**WHAT IS ASKED**
Take the entries from the line containing "Return a box around each dump truck." through the line containing "[316,51,397,297]" and write them out again, replacing "tight" with "snug" and changing nothing else.

**SUPPLIED ENTRIES**
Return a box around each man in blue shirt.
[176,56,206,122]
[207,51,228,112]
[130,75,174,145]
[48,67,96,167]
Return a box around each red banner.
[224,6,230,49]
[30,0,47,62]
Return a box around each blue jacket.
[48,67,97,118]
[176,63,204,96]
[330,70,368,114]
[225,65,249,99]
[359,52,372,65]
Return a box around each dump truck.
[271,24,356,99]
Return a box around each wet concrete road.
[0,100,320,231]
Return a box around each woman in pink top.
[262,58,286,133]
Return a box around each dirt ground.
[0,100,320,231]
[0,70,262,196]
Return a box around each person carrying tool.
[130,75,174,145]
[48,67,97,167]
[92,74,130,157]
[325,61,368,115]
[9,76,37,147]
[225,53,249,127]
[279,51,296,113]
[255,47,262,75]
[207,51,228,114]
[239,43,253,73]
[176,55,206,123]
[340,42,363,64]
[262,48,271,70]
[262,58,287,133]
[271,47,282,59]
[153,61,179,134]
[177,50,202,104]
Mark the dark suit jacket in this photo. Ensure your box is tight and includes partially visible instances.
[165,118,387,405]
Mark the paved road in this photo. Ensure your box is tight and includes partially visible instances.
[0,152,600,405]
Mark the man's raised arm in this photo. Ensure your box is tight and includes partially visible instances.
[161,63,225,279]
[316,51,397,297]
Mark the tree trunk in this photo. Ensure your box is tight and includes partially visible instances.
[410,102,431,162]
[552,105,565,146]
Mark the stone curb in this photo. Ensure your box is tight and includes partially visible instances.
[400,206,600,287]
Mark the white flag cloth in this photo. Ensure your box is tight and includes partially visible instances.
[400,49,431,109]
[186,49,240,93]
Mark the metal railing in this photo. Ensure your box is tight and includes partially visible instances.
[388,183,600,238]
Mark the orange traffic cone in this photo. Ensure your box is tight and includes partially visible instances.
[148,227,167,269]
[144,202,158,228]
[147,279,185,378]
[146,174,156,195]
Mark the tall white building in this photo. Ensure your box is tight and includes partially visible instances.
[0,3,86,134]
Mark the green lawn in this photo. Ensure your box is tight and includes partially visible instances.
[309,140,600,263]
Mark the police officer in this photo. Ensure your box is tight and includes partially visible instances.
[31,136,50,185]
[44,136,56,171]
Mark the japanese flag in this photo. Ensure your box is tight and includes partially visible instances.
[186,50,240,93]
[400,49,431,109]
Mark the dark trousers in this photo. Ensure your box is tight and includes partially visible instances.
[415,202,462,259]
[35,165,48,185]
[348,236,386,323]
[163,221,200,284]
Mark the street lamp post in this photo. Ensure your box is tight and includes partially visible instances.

**COMPLETED EXERCISE**
Return a box around each dump truck.
[271,24,356,99]
Return a box around each wet concrete road.
[0,100,320,231]
Return a box around each woman in pink top.
[262,58,286,133]
Return a box around each dirt ground.
[0,100,320,231]
[0,70,262,196]
Return a box around each person carrying tool.
[130,75,174,145]
[48,67,97,167]
[92,74,130,157]
[325,61,368,115]
[9,76,37,147]
[225,53,249,127]
[279,51,296,113]
[255,47,262,75]
[207,51,228,114]
[239,43,253,73]
[176,55,206,123]
[340,42,363,64]
[262,48,271,70]
[262,58,287,133]
[271,47,282,59]
[153,61,179,134]
[177,50,202,104]
Mark the dark suit jacket in this photo. Ensure your box is snug and includes partially visible instances.
[165,118,387,405]
Mark the paved road in this photo. Ensure your box is snug and includes partially visible instances.
[0,152,600,405]
Mark the man's raised arm in this photo. Ensure your box is snug and includes partially visible instances.
[161,63,225,279]
[316,51,397,297]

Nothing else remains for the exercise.